┌──
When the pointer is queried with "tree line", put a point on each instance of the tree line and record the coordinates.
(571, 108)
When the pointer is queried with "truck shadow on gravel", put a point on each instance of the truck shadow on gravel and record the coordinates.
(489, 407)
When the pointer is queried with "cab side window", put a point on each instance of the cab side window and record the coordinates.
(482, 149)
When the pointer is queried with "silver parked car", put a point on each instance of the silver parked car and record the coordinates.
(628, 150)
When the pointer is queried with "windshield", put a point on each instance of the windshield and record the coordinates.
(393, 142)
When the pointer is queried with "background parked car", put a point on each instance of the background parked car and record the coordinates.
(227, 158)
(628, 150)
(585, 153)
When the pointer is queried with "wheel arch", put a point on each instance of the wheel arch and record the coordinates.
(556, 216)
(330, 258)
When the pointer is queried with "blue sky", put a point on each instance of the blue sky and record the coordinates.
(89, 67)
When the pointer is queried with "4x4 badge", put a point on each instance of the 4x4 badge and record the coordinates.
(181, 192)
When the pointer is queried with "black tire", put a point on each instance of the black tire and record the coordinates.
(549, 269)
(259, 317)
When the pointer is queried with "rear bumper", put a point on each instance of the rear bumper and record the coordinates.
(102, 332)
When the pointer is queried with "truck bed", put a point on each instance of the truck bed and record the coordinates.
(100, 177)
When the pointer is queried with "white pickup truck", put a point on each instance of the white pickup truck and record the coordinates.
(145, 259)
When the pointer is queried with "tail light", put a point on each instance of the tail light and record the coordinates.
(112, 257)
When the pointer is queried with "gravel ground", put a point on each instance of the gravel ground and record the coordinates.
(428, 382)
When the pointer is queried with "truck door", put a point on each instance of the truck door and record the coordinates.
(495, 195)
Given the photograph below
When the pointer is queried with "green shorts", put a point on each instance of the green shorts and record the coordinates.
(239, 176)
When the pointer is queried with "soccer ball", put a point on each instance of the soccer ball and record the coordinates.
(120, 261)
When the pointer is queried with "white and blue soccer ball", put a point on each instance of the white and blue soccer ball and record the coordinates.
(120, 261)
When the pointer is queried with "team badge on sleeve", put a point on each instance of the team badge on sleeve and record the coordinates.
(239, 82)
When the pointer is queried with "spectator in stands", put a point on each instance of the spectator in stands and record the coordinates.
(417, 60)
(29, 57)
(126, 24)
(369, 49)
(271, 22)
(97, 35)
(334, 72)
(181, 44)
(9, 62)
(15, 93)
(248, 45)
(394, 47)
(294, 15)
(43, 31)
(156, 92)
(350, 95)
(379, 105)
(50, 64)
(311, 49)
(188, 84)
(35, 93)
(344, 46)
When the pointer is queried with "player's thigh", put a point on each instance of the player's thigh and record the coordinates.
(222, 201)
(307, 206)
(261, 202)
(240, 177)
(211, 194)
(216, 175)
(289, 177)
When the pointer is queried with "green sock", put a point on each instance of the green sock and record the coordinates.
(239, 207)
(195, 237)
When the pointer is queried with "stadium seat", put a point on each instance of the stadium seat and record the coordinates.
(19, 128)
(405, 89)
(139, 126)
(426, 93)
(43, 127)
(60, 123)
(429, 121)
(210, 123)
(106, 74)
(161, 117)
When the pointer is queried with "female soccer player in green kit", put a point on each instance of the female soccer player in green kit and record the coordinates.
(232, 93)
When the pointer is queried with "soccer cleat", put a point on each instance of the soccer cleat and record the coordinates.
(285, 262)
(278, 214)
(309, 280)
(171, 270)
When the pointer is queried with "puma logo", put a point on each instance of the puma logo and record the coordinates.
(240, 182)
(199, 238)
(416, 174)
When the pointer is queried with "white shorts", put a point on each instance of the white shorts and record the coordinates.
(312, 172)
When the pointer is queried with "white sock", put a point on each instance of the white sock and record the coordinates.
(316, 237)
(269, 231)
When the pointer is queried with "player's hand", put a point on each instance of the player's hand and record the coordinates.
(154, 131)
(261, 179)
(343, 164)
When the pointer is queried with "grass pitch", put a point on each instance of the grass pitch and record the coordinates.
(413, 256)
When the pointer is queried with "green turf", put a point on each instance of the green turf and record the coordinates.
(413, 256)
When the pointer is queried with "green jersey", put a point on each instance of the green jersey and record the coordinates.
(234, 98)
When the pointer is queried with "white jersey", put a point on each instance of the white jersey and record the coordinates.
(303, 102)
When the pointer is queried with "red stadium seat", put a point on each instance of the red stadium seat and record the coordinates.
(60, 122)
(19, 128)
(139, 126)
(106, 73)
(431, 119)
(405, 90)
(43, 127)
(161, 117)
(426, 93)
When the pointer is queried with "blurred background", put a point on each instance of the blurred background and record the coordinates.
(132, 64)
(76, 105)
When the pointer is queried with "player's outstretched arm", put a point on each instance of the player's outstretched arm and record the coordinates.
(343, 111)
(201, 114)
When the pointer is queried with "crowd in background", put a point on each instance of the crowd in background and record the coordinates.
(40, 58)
└──
● TASK: Restate the lines from the one containing "white jersey and record the coordinates." through the end of the records, both included, keeping every request line unchanged and multiplying each coordinate in the answers by 1.4. Round each result to a whole number, with halves rounded up.

● ANSWER IN FULL:
When the pointer is queried with "white jersey", put a point on each instance of the white jersey and record the coordinates.
(424, 143)
When the pointer is queried with "red stadium seat", put a point on each instance of the red stadium seat and record the coordinates.
(84, 171)
(27, 179)
(195, 176)
(148, 102)
(603, 167)
(567, 126)
(60, 178)
(225, 164)
(596, 130)
When the pointer is queried with "blurred background", put a point on each instance of the blurred background and record the coordinates.
(185, 90)
(106, 147)
When the pointer is queried with "player's outstretched arm", put a point on each instance of the player's outstretched arm and record the coordinates.
(480, 155)
(281, 160)
When the pointer is queried with "crowd in background", put a point on each instance of the crowd in background and record the coordinates.
(56, 81)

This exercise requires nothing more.